--- START OF TEXT TO READ ---
To be blunt, Canadians have not spent years reducing the ownership of sectors of the economy by our own governments, only to see them bought and controlled by foreign governments instead.

Prime Minister Stephen Harper, December 7, 2012

We will provide the resources needed to put Canada’s venture capital industry on the path to sustainability and ensure Canada’s high-potential firms have the resources they need to succeed.

Prime Minister Stephen Harper, January 14, 2013

Today’s announcement of the Venture Capital Action Plan (VCAP) is a great example of a policy solution in search of a problem. In point of fact, the Prime Minister’s announcement didn’t actually explain what the problem was that the new program was to solve; that was left to the press release issued by Canada’s Venture Capital and Private Equity Association (CVCA):

[T]he domestic pool of capital allocated and available for venture capital has decreased and significantly lags the demand for venture capital, and as a result, far-reaching measures, such as those announced today, are called for

Now, I was expecting a description of some sort of market failure — an externality, or some sort of institutional quirk — that government intervention could correct, and some sort of explanation of why the VCAP could be expected to do the job. But that’s not the case. An excess demand for venture capital (VC) is not in itself a market failure.

Especially since there’s a very plausible explanation for why venture capital is in such short supply. According to this recent report from the Kauffman Foundation:

[i]ndustry returns data show that VC returns haven’t beaten the public market for most of the past decade, and the industry hasn’t returned the cash invested since 1997

So there’s a perfectly sensible market-based reason for the shortage of venture capital: VC returns are too low. In a market economy, the excess demand for venture capital would be closed by a price adjustment: entrepreneurs would be obliged to accept smaller injections of capital, would have to offer more control of their firms, or some combination of the two. But in Canada, the gap between supply and demand is closed by the government.
--- END OF TEXT TO READ ---
--- START OF RECORDED DATA ---
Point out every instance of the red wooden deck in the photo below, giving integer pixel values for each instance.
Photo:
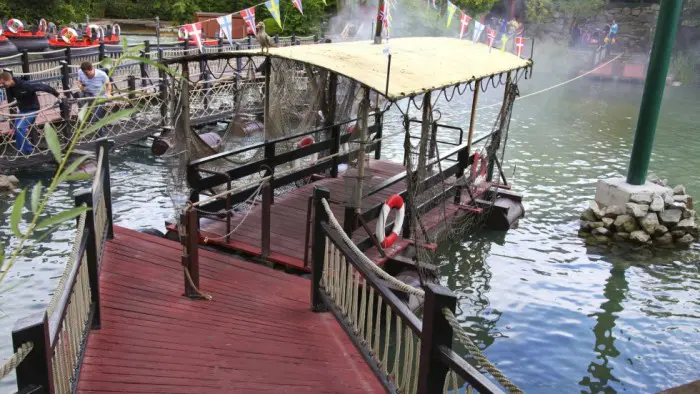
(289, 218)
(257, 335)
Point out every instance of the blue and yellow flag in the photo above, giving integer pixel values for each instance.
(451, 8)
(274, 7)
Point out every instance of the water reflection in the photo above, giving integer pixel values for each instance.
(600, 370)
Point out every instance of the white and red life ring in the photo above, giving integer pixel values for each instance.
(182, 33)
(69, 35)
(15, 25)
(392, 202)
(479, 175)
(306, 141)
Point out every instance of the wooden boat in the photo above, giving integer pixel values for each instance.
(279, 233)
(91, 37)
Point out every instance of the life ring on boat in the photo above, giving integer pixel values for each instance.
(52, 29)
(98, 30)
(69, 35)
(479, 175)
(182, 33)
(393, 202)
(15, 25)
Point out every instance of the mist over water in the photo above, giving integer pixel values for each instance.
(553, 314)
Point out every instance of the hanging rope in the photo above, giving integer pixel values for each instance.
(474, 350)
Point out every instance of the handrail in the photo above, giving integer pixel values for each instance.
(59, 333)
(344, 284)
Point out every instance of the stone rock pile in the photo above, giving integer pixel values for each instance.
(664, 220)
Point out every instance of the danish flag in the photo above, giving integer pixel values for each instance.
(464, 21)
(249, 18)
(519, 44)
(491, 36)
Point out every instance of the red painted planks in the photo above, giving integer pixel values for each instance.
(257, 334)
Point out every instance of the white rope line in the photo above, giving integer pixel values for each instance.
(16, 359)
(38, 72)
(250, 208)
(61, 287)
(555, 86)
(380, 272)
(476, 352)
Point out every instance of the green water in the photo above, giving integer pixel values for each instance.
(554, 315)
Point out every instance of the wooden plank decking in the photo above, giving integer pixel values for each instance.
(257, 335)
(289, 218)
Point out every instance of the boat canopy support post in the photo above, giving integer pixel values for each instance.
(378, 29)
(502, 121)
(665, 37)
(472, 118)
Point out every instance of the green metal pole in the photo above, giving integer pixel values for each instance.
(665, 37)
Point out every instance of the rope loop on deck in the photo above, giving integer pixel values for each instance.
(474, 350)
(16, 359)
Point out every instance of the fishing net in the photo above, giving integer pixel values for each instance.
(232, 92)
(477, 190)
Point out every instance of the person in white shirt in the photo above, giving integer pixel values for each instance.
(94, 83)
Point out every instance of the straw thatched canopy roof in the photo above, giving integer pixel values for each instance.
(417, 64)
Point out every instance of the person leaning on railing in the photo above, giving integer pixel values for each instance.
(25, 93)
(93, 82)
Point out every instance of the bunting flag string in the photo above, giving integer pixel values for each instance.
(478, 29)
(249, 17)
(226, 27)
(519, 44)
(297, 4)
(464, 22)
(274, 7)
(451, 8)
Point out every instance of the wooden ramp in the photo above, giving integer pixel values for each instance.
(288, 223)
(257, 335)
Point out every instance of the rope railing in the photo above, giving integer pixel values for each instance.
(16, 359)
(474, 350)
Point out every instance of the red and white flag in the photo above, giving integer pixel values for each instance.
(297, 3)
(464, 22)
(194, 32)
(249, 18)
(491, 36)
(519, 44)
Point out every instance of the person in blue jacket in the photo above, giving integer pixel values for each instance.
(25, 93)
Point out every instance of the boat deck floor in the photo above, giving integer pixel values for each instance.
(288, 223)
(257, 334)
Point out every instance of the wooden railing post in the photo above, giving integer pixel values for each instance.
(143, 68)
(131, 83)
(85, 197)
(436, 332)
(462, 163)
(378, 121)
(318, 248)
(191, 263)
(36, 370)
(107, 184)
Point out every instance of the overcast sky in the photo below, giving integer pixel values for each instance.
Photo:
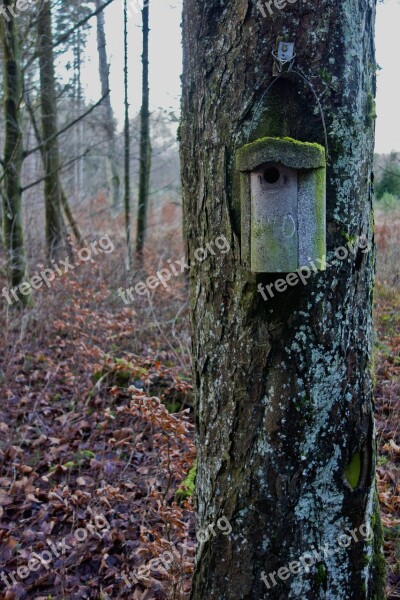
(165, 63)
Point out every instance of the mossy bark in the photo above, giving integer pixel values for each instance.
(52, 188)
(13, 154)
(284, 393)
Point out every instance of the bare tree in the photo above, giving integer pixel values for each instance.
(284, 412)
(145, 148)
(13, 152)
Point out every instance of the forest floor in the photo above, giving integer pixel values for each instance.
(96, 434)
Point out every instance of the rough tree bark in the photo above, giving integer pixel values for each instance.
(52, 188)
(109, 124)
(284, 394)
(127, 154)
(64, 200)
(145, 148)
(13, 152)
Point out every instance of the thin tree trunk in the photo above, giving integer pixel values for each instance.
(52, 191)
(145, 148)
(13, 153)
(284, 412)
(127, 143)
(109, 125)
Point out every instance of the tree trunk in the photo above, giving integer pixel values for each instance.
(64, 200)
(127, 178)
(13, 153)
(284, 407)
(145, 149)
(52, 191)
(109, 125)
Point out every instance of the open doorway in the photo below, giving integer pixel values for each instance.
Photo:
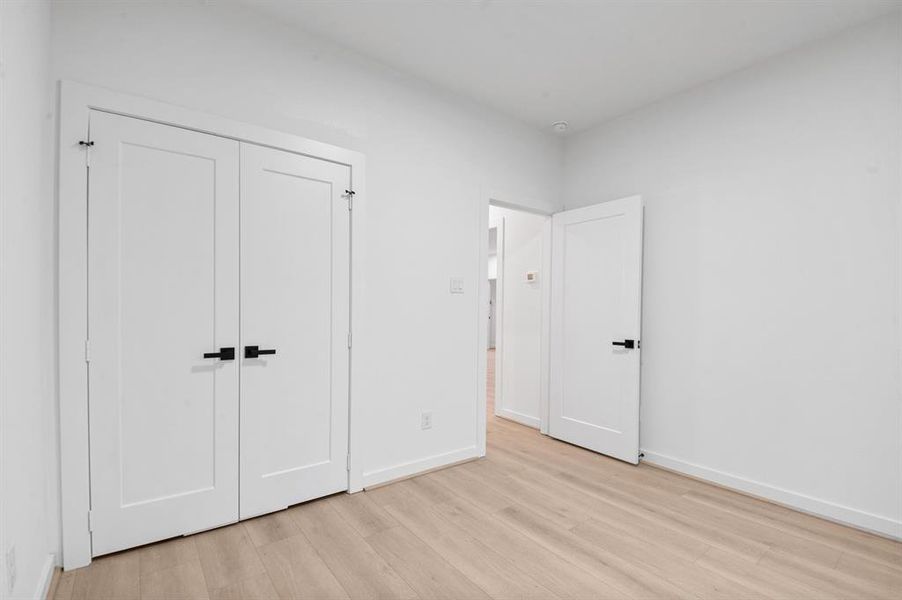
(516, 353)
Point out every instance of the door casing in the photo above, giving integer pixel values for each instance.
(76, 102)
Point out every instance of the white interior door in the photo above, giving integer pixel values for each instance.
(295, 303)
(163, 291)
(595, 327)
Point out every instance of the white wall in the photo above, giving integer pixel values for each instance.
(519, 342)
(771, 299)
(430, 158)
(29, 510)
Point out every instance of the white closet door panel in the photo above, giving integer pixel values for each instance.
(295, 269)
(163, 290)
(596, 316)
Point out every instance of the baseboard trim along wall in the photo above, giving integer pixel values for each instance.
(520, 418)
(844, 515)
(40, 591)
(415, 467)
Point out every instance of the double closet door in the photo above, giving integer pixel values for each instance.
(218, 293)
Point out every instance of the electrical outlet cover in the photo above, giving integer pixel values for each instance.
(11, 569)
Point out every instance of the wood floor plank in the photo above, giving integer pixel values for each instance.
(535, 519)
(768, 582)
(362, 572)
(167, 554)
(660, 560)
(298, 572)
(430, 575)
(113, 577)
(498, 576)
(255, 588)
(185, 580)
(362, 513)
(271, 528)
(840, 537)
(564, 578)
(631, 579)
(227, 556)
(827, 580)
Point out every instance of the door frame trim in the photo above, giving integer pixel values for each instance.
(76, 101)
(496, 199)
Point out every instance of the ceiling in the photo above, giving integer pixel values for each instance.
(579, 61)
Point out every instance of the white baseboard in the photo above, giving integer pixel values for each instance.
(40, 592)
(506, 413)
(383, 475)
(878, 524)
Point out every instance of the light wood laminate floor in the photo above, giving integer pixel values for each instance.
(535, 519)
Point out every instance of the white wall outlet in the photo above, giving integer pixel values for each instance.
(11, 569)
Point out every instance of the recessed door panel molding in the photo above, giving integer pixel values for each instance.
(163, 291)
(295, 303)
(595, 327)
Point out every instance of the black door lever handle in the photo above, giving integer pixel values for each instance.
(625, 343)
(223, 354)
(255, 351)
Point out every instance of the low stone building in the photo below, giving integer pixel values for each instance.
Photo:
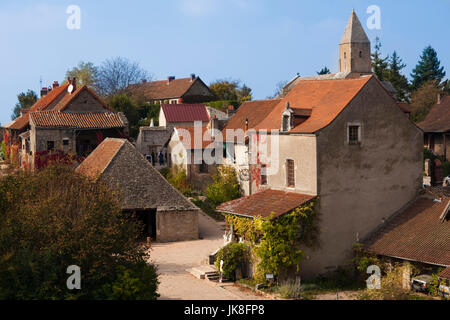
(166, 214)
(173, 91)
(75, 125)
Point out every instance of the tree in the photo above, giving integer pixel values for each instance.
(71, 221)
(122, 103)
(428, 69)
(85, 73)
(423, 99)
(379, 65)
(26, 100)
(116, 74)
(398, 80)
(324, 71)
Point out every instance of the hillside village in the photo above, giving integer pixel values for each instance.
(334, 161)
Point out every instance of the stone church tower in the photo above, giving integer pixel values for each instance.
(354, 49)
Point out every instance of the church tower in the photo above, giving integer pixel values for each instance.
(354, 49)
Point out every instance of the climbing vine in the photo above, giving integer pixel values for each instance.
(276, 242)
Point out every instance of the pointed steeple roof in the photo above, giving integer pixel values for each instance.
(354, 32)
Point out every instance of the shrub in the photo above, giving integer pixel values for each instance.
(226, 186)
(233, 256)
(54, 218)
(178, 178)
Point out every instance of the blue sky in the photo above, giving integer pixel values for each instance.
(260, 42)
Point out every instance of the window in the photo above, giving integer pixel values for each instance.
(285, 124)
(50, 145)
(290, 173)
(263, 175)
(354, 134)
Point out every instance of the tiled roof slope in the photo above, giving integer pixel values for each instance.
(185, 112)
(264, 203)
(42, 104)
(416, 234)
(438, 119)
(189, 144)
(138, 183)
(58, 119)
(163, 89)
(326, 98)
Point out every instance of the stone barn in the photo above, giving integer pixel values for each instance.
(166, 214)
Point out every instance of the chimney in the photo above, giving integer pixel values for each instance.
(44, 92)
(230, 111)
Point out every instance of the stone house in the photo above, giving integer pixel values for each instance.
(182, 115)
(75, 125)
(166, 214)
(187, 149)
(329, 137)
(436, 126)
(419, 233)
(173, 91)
--- END OF RECORDED DATA ---
--- START OF RECORDED DATA ---
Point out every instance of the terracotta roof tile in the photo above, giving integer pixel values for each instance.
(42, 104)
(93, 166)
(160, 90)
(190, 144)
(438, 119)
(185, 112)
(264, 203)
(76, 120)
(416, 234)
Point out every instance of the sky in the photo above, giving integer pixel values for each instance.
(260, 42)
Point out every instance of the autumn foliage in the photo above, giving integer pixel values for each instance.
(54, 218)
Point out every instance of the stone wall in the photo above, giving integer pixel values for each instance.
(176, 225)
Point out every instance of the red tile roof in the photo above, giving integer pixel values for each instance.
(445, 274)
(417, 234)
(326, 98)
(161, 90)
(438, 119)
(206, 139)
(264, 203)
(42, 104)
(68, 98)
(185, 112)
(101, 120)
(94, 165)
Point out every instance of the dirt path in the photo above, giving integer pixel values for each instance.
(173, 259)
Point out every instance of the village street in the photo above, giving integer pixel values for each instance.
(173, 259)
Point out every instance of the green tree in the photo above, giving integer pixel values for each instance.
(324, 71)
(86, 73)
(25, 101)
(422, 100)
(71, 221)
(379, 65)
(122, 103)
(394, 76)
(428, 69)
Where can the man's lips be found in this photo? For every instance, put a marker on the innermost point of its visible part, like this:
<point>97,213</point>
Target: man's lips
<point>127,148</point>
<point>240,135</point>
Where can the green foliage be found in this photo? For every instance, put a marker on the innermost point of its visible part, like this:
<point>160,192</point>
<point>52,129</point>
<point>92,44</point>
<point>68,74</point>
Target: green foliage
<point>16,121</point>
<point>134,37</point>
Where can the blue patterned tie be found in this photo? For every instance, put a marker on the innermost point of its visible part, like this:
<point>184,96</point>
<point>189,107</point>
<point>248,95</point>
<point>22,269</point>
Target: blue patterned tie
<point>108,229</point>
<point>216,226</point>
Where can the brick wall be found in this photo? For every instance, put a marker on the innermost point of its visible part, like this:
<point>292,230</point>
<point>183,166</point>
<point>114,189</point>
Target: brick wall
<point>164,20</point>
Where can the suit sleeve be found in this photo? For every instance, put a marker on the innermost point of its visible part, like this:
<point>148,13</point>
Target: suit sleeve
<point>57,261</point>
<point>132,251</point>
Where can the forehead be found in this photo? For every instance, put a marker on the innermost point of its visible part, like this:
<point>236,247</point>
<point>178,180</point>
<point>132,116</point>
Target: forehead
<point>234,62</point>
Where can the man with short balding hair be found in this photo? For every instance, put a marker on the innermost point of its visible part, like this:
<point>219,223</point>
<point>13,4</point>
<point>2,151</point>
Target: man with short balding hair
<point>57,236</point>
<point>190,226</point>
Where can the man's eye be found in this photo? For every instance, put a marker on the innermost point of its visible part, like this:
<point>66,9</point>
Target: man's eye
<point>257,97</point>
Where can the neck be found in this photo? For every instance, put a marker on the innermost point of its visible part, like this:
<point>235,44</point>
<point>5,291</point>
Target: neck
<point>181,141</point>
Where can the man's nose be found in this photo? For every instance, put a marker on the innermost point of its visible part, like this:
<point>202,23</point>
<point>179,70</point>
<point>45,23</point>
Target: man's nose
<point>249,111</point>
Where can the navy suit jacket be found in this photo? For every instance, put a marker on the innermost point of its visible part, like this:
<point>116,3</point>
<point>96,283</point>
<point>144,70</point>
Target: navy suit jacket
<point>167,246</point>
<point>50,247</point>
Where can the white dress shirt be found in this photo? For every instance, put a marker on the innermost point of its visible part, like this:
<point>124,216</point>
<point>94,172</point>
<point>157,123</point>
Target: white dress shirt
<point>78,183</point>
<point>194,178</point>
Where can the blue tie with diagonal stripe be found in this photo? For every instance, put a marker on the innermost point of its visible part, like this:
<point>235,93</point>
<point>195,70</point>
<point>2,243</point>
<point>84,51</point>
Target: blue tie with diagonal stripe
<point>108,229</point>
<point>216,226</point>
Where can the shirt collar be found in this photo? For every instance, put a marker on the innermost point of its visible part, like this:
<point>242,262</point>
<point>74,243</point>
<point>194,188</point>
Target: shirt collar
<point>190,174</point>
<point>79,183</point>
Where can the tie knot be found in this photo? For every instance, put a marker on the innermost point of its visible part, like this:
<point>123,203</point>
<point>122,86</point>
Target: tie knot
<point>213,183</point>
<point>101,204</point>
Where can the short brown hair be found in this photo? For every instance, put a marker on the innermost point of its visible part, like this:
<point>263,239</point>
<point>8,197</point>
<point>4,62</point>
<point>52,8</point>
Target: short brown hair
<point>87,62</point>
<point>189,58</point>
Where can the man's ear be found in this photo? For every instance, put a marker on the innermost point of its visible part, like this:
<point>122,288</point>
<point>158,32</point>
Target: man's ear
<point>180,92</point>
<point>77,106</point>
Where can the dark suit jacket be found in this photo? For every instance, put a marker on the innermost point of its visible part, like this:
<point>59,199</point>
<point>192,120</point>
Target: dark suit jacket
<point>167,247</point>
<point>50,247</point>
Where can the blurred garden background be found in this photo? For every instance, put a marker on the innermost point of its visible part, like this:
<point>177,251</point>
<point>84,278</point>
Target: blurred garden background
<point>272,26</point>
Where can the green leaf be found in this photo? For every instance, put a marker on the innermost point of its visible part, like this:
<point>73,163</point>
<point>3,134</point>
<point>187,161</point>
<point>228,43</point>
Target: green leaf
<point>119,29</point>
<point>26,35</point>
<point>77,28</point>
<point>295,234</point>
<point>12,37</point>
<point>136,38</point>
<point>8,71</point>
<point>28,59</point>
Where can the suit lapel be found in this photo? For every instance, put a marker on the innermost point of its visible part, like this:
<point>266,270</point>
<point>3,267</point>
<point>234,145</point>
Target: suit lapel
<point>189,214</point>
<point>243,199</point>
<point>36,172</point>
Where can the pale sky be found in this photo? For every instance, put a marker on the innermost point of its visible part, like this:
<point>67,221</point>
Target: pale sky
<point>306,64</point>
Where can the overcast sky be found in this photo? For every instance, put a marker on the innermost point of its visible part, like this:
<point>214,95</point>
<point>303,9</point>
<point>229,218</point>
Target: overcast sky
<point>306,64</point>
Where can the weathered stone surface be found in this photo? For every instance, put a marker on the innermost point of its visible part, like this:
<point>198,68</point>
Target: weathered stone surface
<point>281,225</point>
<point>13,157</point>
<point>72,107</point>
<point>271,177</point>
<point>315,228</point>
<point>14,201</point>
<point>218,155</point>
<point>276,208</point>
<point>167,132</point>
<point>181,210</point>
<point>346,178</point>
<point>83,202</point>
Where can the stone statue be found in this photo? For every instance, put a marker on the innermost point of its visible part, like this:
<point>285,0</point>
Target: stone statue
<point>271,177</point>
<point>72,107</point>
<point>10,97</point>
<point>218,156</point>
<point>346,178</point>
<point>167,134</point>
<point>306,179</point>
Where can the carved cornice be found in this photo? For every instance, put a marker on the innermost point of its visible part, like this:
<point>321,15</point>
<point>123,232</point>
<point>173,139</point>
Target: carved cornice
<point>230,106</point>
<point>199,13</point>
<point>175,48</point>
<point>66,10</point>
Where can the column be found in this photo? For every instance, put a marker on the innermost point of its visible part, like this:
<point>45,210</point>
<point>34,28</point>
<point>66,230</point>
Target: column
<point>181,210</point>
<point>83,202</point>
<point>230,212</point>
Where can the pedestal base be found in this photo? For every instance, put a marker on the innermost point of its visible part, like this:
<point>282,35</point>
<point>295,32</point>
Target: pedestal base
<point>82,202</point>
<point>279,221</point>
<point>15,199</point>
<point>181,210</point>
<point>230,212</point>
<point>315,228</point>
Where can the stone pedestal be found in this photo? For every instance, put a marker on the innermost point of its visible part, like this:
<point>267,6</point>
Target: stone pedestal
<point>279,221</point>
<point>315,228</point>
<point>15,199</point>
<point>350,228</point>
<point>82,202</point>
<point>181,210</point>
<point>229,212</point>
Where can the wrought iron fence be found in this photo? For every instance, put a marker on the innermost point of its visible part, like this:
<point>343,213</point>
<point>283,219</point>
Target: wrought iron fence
--- END OF RECORDED DATA ---
» **TASK REQUIREMENTS**
A. List every date or year that appears in the piece on the Venture Capital Action Plan.
B. Pick up the piece on the Venture Capital Action Plan right after its last sentence and keep writing.

» **ANSWERS BELOW**
A. December 7, 2012; January 14, 2013; 1997

B.
This is my favourite part of the press release:

The Government is currently asking potential investors to signal their interest in co-investing in new or existing funds of funds

Uh, yeah. Let’s think about this for a minute. As I noted above, an important dimension of a VC agreement is the degree of control. Let’s also assume that a government that is so averse to governments — Canadian or foreign — having an ownership stake in Canadian firms will be uncomfortable demanding a controlling interest in the new firm. What sort of investor would give their money to a VC entity that chooses to negotiate with one hand tied behind its back?

There is no obvious problem with the VC market that a price adjustment can’t solve. Throwing $400 million at the market will provide a windfall for some lucky entrepreneurs — not to mention the consultants and lobbyists hired to steer the proposals through the bureaucracy — but that’s about it.